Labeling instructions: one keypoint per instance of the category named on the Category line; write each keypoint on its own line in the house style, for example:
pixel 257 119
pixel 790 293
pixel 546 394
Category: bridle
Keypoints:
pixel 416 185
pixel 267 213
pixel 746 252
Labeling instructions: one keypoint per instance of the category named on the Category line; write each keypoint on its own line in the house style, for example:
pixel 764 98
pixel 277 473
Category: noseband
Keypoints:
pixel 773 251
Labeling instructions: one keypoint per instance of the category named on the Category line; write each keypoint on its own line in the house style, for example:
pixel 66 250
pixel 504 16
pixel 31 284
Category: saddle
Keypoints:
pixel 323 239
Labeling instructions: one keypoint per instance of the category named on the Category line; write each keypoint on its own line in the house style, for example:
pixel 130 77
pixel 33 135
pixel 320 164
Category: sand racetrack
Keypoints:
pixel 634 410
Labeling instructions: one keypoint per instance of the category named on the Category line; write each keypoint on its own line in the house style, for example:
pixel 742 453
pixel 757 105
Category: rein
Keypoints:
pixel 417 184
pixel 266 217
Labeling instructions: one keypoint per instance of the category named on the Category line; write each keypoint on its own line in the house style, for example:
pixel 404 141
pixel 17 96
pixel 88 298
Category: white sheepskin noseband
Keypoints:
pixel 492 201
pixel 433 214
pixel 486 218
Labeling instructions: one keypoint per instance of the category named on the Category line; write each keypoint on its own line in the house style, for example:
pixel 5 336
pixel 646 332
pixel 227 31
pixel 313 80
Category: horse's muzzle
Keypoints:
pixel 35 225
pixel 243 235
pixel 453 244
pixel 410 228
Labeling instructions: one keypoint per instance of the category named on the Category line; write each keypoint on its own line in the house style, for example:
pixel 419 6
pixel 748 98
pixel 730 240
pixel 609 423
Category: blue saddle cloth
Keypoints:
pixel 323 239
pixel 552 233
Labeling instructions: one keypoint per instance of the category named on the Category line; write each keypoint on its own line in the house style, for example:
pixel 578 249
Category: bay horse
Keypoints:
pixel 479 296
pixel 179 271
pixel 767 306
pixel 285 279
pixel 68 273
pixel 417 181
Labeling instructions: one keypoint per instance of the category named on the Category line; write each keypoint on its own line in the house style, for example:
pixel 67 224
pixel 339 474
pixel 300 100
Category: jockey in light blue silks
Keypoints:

---

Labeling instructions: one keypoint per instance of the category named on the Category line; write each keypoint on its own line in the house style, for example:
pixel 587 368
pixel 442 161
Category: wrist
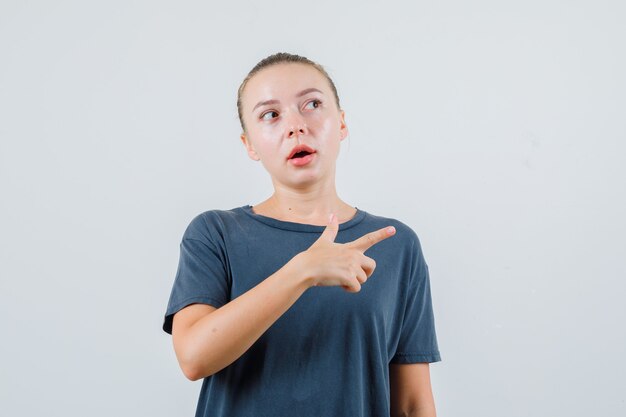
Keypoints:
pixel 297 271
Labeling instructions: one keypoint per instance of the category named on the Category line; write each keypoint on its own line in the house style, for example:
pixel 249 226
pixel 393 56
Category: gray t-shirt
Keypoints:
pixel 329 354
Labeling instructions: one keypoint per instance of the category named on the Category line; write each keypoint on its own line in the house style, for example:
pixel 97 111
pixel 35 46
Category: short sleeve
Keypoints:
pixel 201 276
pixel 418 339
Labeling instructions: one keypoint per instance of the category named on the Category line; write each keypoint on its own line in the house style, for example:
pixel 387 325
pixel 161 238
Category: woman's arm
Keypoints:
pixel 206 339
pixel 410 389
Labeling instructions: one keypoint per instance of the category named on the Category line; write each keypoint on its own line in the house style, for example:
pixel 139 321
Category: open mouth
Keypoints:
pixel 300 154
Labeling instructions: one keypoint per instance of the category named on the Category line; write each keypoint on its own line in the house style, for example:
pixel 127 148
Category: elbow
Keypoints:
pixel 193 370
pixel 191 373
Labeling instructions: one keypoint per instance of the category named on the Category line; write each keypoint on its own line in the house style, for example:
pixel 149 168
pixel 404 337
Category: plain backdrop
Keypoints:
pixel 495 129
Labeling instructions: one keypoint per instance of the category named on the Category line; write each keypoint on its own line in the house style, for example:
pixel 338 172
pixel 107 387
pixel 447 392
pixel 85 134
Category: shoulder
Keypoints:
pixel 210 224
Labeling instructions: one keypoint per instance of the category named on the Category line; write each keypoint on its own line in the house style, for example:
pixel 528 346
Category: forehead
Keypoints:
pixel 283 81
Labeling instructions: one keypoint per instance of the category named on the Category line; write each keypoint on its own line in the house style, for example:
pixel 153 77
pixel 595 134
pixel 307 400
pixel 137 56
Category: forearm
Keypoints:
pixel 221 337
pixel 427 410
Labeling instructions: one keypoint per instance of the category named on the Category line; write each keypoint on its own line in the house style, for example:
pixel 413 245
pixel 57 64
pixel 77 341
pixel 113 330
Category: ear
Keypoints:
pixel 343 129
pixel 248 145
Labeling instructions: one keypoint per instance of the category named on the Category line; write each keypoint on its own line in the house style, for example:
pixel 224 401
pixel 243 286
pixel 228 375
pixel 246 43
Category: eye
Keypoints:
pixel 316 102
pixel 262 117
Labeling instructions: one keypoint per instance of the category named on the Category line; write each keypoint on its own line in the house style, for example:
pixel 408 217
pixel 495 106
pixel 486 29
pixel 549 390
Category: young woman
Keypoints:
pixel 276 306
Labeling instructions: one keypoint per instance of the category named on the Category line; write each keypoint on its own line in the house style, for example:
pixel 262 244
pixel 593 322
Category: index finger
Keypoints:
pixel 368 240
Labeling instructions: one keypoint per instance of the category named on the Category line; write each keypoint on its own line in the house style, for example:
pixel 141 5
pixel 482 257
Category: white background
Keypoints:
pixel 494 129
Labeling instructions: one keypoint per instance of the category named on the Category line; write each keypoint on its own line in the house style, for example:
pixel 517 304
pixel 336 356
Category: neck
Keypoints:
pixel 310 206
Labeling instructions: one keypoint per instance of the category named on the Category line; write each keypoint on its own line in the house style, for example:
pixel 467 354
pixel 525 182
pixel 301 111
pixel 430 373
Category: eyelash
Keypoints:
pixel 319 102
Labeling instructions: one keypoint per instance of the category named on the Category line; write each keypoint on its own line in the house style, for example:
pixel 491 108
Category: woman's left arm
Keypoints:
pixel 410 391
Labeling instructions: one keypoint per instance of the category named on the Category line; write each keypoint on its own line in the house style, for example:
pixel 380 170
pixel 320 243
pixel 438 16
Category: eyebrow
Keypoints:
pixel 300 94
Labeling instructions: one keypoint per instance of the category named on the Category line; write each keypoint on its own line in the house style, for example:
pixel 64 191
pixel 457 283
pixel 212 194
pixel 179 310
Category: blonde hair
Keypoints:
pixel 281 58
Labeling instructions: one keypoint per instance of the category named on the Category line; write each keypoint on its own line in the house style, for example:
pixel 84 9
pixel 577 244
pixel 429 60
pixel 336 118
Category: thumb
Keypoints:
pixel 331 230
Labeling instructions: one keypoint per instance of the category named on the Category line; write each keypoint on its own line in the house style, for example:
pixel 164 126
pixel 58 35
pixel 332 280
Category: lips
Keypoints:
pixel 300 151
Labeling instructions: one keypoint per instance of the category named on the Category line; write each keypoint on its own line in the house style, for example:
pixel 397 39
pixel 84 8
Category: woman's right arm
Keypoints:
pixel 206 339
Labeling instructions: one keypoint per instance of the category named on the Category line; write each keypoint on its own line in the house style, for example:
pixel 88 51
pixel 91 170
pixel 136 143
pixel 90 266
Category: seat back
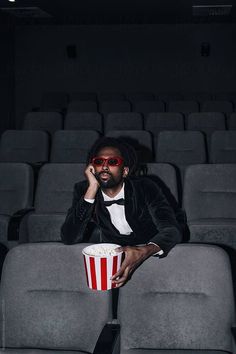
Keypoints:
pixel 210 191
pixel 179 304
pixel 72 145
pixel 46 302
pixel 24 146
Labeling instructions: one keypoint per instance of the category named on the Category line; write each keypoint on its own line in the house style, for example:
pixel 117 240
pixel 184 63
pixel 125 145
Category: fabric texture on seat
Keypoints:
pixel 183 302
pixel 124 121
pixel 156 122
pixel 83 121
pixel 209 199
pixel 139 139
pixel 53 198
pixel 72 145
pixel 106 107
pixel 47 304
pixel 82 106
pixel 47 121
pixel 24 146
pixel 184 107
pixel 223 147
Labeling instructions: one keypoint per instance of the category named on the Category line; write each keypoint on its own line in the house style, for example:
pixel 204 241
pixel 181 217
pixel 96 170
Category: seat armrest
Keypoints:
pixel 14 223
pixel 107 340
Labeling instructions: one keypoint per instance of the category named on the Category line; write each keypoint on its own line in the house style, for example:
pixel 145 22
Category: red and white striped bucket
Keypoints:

==

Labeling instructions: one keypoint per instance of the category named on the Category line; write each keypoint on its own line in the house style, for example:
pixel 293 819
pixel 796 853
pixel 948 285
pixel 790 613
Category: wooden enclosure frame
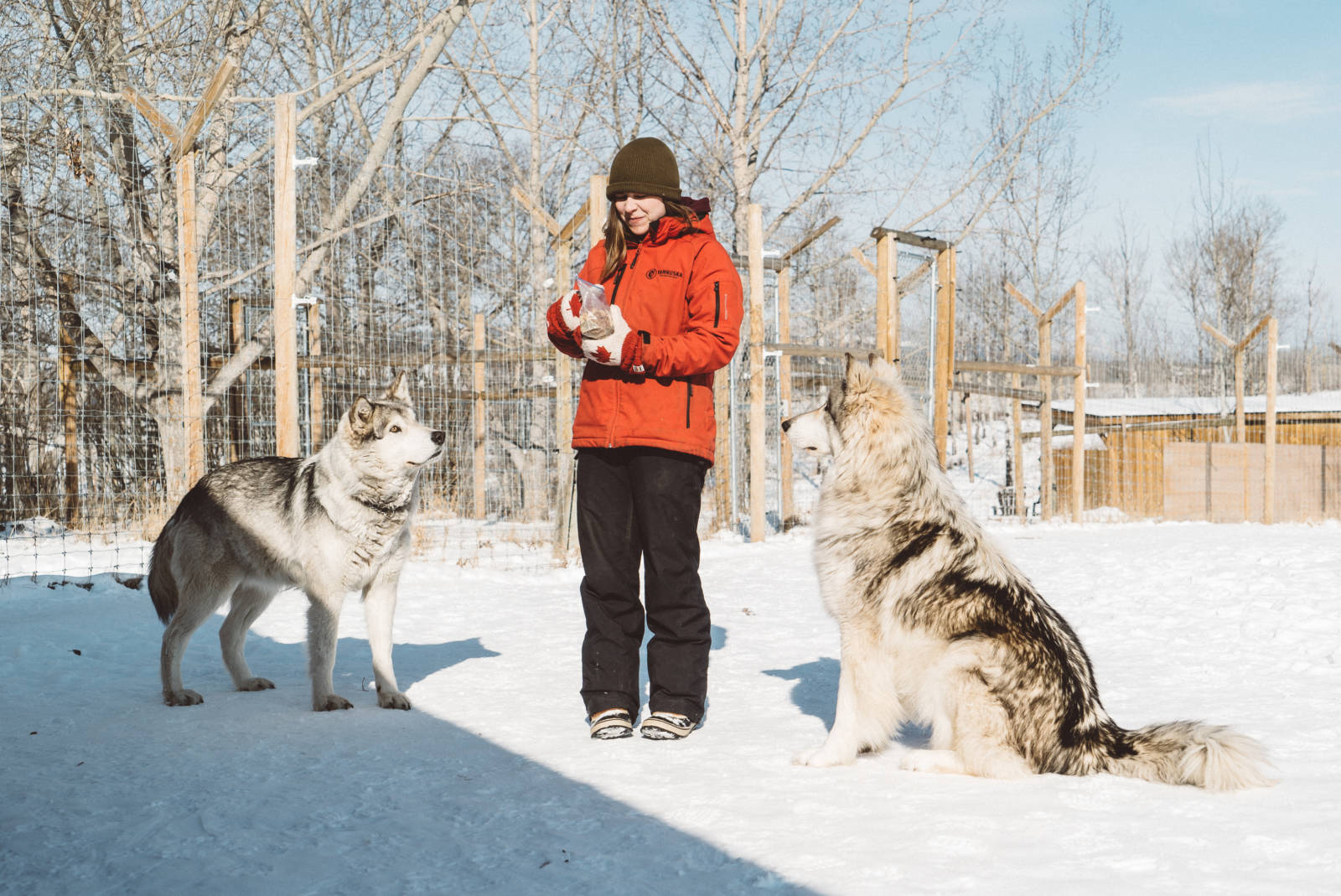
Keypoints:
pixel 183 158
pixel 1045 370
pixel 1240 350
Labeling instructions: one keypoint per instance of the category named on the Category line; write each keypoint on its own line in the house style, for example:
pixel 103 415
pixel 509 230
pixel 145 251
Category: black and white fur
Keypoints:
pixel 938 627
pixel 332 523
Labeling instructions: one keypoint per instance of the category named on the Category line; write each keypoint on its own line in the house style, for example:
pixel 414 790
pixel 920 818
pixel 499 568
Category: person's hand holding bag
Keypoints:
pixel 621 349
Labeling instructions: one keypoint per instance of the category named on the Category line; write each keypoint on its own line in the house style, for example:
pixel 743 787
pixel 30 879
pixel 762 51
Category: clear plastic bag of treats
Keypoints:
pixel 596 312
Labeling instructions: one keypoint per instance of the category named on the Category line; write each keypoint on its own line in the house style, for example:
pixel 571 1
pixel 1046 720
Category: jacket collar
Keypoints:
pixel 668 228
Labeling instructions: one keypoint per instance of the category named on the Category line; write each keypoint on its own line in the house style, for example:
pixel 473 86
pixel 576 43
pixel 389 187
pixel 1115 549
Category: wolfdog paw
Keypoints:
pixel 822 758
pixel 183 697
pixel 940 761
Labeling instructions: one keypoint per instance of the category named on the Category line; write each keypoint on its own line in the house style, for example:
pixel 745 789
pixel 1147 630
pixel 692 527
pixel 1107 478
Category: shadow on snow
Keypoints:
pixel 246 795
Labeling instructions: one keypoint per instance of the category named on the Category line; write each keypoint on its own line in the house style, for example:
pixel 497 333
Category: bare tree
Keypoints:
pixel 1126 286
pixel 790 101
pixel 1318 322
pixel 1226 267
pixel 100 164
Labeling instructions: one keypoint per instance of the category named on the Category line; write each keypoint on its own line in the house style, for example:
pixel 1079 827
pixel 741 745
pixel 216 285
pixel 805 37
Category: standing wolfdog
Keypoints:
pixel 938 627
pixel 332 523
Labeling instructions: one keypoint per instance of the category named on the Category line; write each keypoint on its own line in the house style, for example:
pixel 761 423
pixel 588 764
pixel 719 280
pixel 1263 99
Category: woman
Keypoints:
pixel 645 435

▸ **Exercise objective**
From the items above, pull out every line that contains the word "wolfdog".

▸ **Solved problem**
Category: wolfdog paw
Category: standing wolfdog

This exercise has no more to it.